# Best reflector material?



## jaidexl (Sep 18, 2006)

I would use polished reflectors like the ones at ahsupply.


----------



## Shadowcat3 (May 12, 2009)

Oh sure, buy a REAL reflector!!!....Just kidding, I will check them out. Just wondering if there was a viable DIY option that was easy to do and cheap.


----------



## Hoppy (Dec 24, 2005)

The best reflective surface is what is used on big telescope mirrors - aluminum. The aluminum has to be very highly polished, like the "Miro 4" material that is now widely used for aquarium light reflectors.

When you talk about reflectors don't confuse that with mirrors. They are two entirely different things. A mirror is intended, in general, to reflect an image back to you that is very true to what is being reflected. You want to see accurate detail when you apply lipstick, right? But, you don't care if you are seeing that with only 20% of the light being reflected, which is why you can apply the lipstick using someones sunglasses as a mirror.

Given records
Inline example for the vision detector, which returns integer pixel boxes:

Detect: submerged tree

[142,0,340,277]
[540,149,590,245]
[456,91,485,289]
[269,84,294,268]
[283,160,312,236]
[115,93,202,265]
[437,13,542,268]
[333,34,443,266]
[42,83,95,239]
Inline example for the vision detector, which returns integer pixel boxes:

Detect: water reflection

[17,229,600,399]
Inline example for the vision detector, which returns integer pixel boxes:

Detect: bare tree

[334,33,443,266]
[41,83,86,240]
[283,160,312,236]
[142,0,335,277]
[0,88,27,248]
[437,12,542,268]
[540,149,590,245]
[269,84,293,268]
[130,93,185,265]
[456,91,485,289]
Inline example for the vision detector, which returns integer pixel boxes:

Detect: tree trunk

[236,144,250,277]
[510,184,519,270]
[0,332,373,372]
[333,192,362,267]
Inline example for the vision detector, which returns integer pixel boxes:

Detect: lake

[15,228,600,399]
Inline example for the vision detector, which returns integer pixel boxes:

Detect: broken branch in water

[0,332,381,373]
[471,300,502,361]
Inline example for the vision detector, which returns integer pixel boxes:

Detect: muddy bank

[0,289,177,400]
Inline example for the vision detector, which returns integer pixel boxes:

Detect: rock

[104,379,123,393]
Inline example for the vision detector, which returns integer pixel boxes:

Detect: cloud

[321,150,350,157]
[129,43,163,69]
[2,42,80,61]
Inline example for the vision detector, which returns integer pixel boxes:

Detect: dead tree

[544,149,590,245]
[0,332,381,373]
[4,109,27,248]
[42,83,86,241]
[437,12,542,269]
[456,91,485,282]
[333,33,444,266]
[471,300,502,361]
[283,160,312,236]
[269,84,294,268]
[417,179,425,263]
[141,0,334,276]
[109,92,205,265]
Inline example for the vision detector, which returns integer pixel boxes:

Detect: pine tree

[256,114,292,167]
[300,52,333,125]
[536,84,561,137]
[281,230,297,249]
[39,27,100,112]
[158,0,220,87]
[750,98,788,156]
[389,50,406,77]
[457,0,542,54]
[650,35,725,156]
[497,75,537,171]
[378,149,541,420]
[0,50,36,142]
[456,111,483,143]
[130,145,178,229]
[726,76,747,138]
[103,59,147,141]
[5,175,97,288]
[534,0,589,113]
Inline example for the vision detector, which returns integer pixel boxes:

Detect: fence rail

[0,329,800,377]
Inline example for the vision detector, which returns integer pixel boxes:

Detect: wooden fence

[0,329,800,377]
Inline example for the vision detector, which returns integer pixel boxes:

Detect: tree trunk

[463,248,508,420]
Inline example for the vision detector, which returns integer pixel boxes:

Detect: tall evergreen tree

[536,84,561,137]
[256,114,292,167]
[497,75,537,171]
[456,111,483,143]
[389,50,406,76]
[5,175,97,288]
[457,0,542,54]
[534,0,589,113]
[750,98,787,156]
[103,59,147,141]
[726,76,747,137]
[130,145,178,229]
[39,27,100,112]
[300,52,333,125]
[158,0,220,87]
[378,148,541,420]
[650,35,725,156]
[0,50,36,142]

Given exercise
Pick up the reflector-material thread after its final sentence and continue it.

Response
A reflector is best when 100% of the light that strikes it is reflected, and none is absorbed or transmitted through the reflector. If you want to reflect an accurate image of a very dim subject you also want the reflection to be accurate, which is why telescope mirrors use highly polished glass, for the accuracy, and a very uniform coating of aluminum, for the near 100% reflection. But, for our aquariums, we don't care if the reflection is acccurate or not. We just want all of the light from the bulb to be reflected towards the water.

White paint intuitively would not be a good reflector, but a freshly painted house, painted with pure white paint is a painful sight for the neighbors - it is so bright it hurts the eyes. That's why people don't buy pure white house paint - it is too good a reflector. There are some paints, usually called "ultra white" that are almost pure white, and they are as good an aquarium reflector as any other DIY material.

I tested ordinary white spray can paint vs aluminized mylar vs aluminum foil (somewhat crinkled), all on the same reflector, same bulb, with a PAR meter. The white paint and aluminum foil were both much better than the mylar. Because my white paint wasn't really really white, like ultra white paint, it was obvious that ultra white paint would have been better as a reflector than aluminum foil. Barium sulfate is an extremely good white pigment that can be added to ordinary white paint to make it super reflective. I was planning to experiment with some of that stuff, but gave it up when I couldn't get any cheap enough. It apparently is somewhat hazardous, so it isn't that easy to buy.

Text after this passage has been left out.